### Lesetext
● ● ● ●

Damit verbunden waren Forderungen. Der Name des Komponisten solle aus dem Vorspann gelöscht werden, denn Eisler hatte auch die DDR-Hymne komponiert. Die Franzosen verweigerten das, gaben aber an einem anderen Punkt nach: Jener Teil der Musik, in der Eisler das "Lied der Deutschen" karikierte, wurde entfernt. Das waren nur die erste von vielen Händen, die an "Nacht und Nebel" herumzerren sollten. Fast jedes Land versuchte den Film zu verändern, zu instrumentalisieren, zu verfälschen.

Celan textete konkreter als Cayrol

Cayrol ließ Lyriker Paul Celan die deutschen Texte schreiben, den Autor der "Todesfuge". Celan steigerte Cayrols Abstraktions- und Dichtegrad – und wurde zugleich konkreter. Aus "dem alten Konzentrationsmonster" wird beim ihm "Rassenwahn", aus "Zyklon-Gas" das "Giftgas Zyklon B". Celans Kommentar verdeutlicht auch, dass die Geschichte nicht abgeschlossen und verarbeitet ist.

Während Cayrol unter Bilder von Lageraufsehern den Text "Ich bin nicht verantwortlich / Wer also ist verantwortlich?" legt, verwendet Celan ein stärkeres Wort, das in die Gegenwart greift: "Ich bin nicht schuld / Wer also ist schuld?".

● ● ● ●

Gespeicherte Einträge:
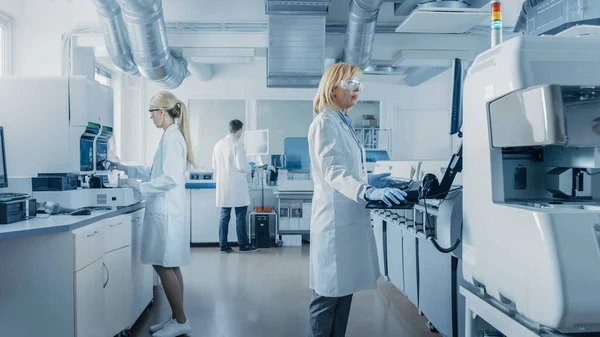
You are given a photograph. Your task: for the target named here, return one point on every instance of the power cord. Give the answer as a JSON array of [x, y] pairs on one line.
[[591, 174], [424, 195]]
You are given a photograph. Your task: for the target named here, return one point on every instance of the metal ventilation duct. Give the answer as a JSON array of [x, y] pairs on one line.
[[554, 16], [115, 36], [296, 51], [361, 32], [417, 75], [148, 37]]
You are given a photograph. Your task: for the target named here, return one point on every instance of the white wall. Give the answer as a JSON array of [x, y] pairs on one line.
[[418, 116], [39, 25]]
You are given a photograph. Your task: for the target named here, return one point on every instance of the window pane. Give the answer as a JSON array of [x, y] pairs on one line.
[[2, 51], [209, 123], [283, 119]]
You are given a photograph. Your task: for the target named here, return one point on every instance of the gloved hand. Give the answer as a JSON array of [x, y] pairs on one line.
[[387, 195], [380, 180], [116, 166]]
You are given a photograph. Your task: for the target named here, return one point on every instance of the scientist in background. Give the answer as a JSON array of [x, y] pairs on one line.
[[165, 241], [343, 255], [231, 167]]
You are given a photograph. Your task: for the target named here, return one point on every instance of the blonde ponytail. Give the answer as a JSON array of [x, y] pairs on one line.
[[177, 110], [185, 131], [331, 77]]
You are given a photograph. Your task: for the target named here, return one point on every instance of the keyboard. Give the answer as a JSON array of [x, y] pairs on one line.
[[382, 205], [6, 197]]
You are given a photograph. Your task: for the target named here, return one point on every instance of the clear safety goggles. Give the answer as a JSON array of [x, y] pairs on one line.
[[352, 84]]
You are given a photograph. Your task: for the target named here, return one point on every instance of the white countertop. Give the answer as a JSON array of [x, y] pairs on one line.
[[60, 223]]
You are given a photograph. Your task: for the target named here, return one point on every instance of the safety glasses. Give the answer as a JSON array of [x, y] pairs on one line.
[[352, 84]]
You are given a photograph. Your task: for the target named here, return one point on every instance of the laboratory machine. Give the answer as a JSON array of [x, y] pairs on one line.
[[531, 237], [295, 175], [68, 124]]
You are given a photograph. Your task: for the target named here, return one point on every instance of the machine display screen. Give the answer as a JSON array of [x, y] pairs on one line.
[[101, 156], [3, 175], [86, 154]]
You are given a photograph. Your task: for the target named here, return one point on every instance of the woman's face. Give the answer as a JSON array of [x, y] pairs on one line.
[[346, 93], [157, 116]]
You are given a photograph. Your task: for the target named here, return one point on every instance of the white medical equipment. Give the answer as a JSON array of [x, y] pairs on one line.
[[62, 125], [531, 107]]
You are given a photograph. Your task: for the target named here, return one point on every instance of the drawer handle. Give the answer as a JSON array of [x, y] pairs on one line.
[[107, 276]]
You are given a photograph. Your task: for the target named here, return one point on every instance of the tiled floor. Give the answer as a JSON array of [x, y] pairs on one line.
[[266, 294]]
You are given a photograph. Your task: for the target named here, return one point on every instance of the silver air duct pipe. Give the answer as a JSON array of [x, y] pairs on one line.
[[361, 32], [148, 37], [115, 36]]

● ● ● ●

### Arbeitsanweisungen
[1] Gib bitte den Lesetext von „Celan textete konkreter“ bis „und verarbeitet ist.“ wieder und ersetze darin „Lyriker“ durch „Dichter“.
[2] Beantworte diese Fragen zum Lesetext:
(a) Wessen Name sollte aus dem Vorspann gelöscht werden?
(b) Wer schrieb die deutschen Texte?
(c) Welches Wort setzt Celan an die Stelle von „verantwortlich“?

### Lösungen
[1]
Celan textete konkreter als Cayrol

Cayrol ließ Dichter Paul Celan die deutschen Texte schreiben, den Autor der "Todesfuge". Celan steigerte Cayrols Abstraktions- und Dichtegrad – und wurde zugleich konkreter. Aus "dem alten Konzentrationsmonster" wird beim ihm "Rassenwahn", aus "Zyklon-Gas" das "Giftgas Zyklon B". Celans Kommentar verdeutlicht auch, dass die Geschichte nicht abgeschlossen und verarbeitet ist.

[2]
(a) Der Name des Komponisten Eisler.
(b) Der Lyriker Paul Celan.
(c) „schuld“.